- _The data_:
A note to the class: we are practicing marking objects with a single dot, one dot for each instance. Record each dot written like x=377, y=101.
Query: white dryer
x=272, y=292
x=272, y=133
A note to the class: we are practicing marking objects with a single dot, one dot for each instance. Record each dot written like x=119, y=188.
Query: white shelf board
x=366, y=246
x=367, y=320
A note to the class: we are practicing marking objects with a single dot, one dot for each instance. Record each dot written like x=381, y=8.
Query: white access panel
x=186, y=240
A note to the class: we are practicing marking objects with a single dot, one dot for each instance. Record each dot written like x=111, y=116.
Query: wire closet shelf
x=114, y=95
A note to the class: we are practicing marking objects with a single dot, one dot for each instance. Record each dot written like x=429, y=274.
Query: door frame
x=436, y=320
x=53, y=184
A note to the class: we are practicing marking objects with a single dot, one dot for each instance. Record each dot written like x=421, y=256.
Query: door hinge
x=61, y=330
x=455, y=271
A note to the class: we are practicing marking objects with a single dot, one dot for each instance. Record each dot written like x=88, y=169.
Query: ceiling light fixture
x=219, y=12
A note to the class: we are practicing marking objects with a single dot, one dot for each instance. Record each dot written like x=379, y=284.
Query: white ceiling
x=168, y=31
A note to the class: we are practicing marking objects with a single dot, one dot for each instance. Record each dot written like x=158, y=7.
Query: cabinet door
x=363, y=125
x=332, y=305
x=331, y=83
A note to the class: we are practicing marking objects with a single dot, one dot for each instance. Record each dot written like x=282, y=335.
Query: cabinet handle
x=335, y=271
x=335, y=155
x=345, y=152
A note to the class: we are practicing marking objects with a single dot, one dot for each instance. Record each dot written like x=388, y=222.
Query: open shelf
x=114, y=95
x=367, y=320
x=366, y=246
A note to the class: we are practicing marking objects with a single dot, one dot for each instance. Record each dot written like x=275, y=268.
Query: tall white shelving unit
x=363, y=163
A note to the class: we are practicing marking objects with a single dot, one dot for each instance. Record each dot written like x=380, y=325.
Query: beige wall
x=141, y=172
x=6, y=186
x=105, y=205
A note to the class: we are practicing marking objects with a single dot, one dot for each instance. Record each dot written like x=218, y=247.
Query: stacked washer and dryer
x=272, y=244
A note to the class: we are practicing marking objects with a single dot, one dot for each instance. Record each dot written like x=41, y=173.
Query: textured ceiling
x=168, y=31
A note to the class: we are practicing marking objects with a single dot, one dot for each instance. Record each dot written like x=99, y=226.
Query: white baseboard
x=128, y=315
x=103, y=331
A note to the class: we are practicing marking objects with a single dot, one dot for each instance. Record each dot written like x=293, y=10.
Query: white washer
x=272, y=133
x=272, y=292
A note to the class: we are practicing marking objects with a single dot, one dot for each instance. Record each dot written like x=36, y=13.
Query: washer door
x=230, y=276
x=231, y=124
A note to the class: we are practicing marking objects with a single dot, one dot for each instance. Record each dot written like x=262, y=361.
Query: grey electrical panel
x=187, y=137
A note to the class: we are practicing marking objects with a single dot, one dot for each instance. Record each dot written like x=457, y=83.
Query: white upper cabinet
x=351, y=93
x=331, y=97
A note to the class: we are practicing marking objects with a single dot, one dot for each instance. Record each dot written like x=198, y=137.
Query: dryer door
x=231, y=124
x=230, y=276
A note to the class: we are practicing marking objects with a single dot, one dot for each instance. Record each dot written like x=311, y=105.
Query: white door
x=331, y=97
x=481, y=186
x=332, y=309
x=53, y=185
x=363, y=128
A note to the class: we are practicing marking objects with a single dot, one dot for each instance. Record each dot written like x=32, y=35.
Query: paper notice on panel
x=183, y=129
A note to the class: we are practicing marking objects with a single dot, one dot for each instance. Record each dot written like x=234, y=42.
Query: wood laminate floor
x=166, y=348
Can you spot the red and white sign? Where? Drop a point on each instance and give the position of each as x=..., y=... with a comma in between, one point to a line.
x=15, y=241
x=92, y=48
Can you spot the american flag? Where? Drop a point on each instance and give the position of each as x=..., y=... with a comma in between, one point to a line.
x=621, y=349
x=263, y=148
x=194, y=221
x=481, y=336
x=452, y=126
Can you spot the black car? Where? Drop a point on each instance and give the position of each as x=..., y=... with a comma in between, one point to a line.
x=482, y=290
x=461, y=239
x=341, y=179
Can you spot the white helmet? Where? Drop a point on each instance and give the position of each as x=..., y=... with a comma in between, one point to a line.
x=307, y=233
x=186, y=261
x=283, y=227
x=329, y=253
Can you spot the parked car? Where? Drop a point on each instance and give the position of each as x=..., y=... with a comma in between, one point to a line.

- _What you have to do_: You are asked to copy all of the entries above exactly.

- _Result_:
A note to the class: we are practicing marking objects with a single dot, one dot for each instance. Record each dot written like x=377, y=101.
Query: white dryer
x=272, y=292
x=272, y=133
A note to the class: we are practicing marking objects with a single dot, one dot for each instance. Record each dot written like x=119, y=188.
Query: white shelf board
x=366, y=246
x=367, y=320
A note to the class: we are practicing marking objects with a single dot, one dot for each instance. Record each dot written like x=381, y=8.
Query: white access panel
x=186, y=240
A note to the class: we are practicing marking objects with a single dot, one dot for each instance. Record each dot written like x=111, y=116.
Query: wire closet shelf
x=114, y=95
A note to the class: we are practicing marking objects with a single dot, one dot for each instance. Record each dot written like x=429, y=274.
Query: door frame
x=436, y=320
x=53, y=184
A note to the class: we are practicing marking objects with a single dot, one dot for each instance. Record each dot written like x=421, y=256.
Query: door hinge
x=61, y=330
x=455, y=271
A note to the class: we are practicing marking objects with a single dot, one dot for each instance. Record each dot written like x=88, y=169.
Query: ceiling light fixture
x=219, y=12
A note to the class: we are practicing marking objects with a single dot, one dot for each instance. Record each dot written like x=379, y=284.
Query: white ceiling
x=168, y=31
A note to the class: we are practicing marking objects with a single dot, one dot for each instance. Record each dot written like x=158, y=7.
Query: cabinet door
x=363, y=125
x=332, y=305
x=331, y=83
A note to the class: we are practicing marking objects with a single dot, one dot for each instance. Record each dot written like x=282, y=335.
Query: cabinet handle
x=335, y=271
x=335, y=155
x=345, y=152
A note to the class: we are practicing marking objects with a single dot, one dot for each instance. Record each dot written like x=388, y=222.
Query: open shelf
x=114, y=95
x=367, y=320
x=366, y=246
A note to the class: we are practicing marking objects with a single dot, one dot for each instance. Record each dot written like x=275, y=268.
Query: tall white shelving unit
x=363, y=163
A note to the class: we are practicing marking objects with a single dot, one dot for each instance. Record each dot written like x=380, y=325.
Query: beige wall
x=141, y=172
x=6, y=186
x=105, y=205
A note to the class: we are practicing marking objects with a single dot, one dot for each instance. Record each dot written like x=218, y=247.
Query: stacked washer and dryer
x=272, y=244
A note to the class: we are practicing marking objects with a single dot, one dot for each instance. Record each dot written like x=41, y=173.
Query: textured ceiling
x=168, y=31
A note to the class: we are practicing marking objects with a single dot, one dot for each instance. Record each dot written like x=99, y=226.
Query: white baseboard
x=128, y=315
x=103, y=331
A note to the class: we are practicing marking objects with a single dot, one dot for each instance. Record each dot written like x=293, y=10.
Query: white washer
x=272, y=133
x=272, y=292
A note to the class: we are practicing marking objects with a single dot, one dot for each instance. Record each dot written like x=36, y=13.
Query: washer door
x=230, y=276
x=231, y=124
A note to the class: we are practicing marking objects with a single dot, one dot for each instance. Record each dot written like x=262, y=361.
Query: grey electrical panel
x=187, y=137
A note to the class: we are practicing marking objects with a single dot, one dot for each instance. Record each dot written like x=457, y=83.
Query: white upper cabinet
x=351, y=93
x=331, y=97
A note to the class: we are practicing marking objects with a single dot, one dot for each instance. Record each dot written like x=198, y=137.
Query: dryer door
x=231, y=124
x=230, y=276
A note to the class: we are practicing marking objects with a single dot, one dot for each instance. Record each dot written like x=311, y=105.
Query: white door
x=331, y=97
x=481, y=186
x=332, y=309
x=53, y=185
x=363, y=128
A note to the class: we are practicing marking objects with a single dot, one dot for each instance. Record each dot written like x=32, y=35.
Query: paper notice on panel
x=183, y=129
A note to the class: we are practicing marking objects with a single dot, one dot for each instance. Record each dot written like x=234, y=42.
Query: wood laminate floor
x=166, y=348
Can you spot the red and white sign? Where? Drop a point on each instance and give the position of each as x=..., y=... with a comma in between, one point to a line.
x=15, y=241
x=92, y=48
Can you spot the american flag? Where? Drop a point on each instance and give the position of each as x=..., y=... with a comma in between, one point to a line.
x=621, y=349
x=263, y=148
x=194, y=221
x=481, y=336
x=452, y=126
Can you spot the black car? Where? Drop a point on each instance and give the position of each as x=..., y=... with a comma in between, one point to a line.
x=482, y=290
x=461, y=239
x=341, y=179
Can you spot the white helmet? Where? Drop a point on each instance and give the position of each as x=..., y=... with a comma in between, one point to a line.
x=307, y=233
x=186, y=261
x=283, y=227
x=329, y=253
Can you spot the parked car? Where? Drop a point on each instance and give the position of each as x=..., y=... with a comma in between, one point to a line.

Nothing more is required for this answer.